CONSIGNE: Recopie les lignes en commençant par celle qui contient « In the UI displayed below, identify » et en terminant par celle qui contient « In the UI displayed above, identify the dense », en remplaçant « supply » par « provide » sans rien modifier d'autre. Laisse les images de côté dans ta réponse.

:: DONNÉES BRUTES

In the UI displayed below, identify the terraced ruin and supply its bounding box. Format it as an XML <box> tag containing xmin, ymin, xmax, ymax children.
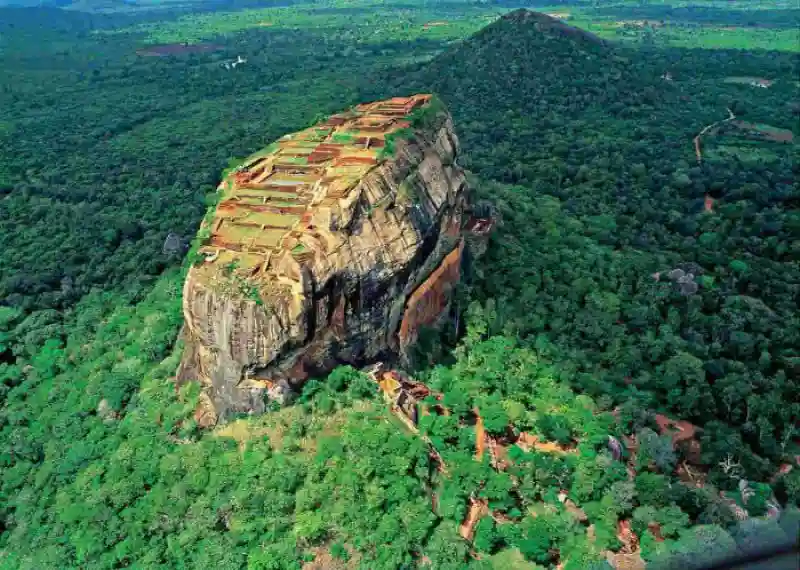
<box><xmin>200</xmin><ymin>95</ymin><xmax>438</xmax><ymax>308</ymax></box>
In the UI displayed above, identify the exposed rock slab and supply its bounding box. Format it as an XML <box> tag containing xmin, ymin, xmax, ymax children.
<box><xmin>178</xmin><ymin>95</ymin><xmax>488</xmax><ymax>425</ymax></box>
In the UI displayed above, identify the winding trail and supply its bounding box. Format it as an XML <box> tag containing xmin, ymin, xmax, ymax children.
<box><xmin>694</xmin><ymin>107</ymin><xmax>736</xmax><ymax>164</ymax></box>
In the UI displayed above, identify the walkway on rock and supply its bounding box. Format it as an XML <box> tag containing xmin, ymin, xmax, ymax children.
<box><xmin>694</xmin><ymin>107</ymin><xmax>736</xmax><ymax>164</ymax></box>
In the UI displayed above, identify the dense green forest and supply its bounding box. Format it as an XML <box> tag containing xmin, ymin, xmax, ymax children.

::::
:: DONNÉES BRUTES

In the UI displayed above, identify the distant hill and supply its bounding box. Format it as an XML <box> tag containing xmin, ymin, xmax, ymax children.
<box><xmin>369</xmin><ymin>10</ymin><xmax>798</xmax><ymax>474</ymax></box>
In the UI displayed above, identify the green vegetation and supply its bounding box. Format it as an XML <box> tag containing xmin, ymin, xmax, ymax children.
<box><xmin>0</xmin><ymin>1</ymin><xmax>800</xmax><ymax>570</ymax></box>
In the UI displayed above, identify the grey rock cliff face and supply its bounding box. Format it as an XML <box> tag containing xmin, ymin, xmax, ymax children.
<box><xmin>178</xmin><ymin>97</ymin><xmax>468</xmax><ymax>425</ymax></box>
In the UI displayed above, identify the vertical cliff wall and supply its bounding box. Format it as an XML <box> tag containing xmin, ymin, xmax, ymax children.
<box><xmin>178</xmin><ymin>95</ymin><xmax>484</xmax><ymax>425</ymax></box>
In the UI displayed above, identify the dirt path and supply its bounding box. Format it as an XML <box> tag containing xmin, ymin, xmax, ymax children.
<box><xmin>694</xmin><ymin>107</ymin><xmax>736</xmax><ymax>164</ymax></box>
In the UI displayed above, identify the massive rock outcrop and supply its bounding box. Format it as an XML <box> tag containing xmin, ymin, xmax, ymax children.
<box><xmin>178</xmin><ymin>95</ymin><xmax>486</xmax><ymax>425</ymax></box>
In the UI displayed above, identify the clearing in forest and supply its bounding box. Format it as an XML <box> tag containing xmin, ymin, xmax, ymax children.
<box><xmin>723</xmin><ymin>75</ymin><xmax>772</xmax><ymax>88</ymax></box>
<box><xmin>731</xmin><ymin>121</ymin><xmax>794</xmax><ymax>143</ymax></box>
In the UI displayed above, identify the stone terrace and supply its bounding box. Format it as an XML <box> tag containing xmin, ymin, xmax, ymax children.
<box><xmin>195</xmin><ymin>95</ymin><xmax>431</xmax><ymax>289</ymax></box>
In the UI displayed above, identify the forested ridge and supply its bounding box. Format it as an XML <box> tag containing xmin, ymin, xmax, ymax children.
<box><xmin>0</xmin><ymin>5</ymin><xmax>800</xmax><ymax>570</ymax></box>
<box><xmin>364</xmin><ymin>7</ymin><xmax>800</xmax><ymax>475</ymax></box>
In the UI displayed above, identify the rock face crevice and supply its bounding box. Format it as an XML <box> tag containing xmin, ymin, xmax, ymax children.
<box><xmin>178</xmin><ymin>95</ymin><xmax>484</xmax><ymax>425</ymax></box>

::::

RÉPONSE RÉDIGÉE:
In the UI displayed below, identify the terraced ruin and provide its bounding box. Format it as an XML <box> tag containing xmin, ymin, xmax, ymax children.
<box><xmin>200</xmin><ymin>95</ymin><xmax>438</xmax><ymax>308</ymax></box>
In the UI displayed above, identify the exposed rock slab and provide its bounding box. Format it as an XML <box> tag containing xmin, ymin, xmax, ymax children.
<box><xmin>178</xmin><ymin>95</ymin><xmax>488</xmax><ymax>425</ymax></box>
In the UI displayed above, identify the winding trail and provide its bounding box. Format it as an XML <box> tag containing xmin, ymin, xmax, ymax children.
<box><xmin>694</xmin><ymin>107</ymin><xmax>736</xmax><ymax>164</ymax></box>
In the UI displayed above, identify the walkway on rock and provide its bounding box. Format it as an XML <box> tag containing xmin, ymin, xmax, ymax children.
<box><xmin>694</xmin><ymin>107</ymin><xmax>736</xmax><ymax>164</ymax></box>
In the UI displayed above, identify the dense green forest and provide its bounding box. Format it as an XML <box> tag containing xmin, ymin, xmax, ymax children.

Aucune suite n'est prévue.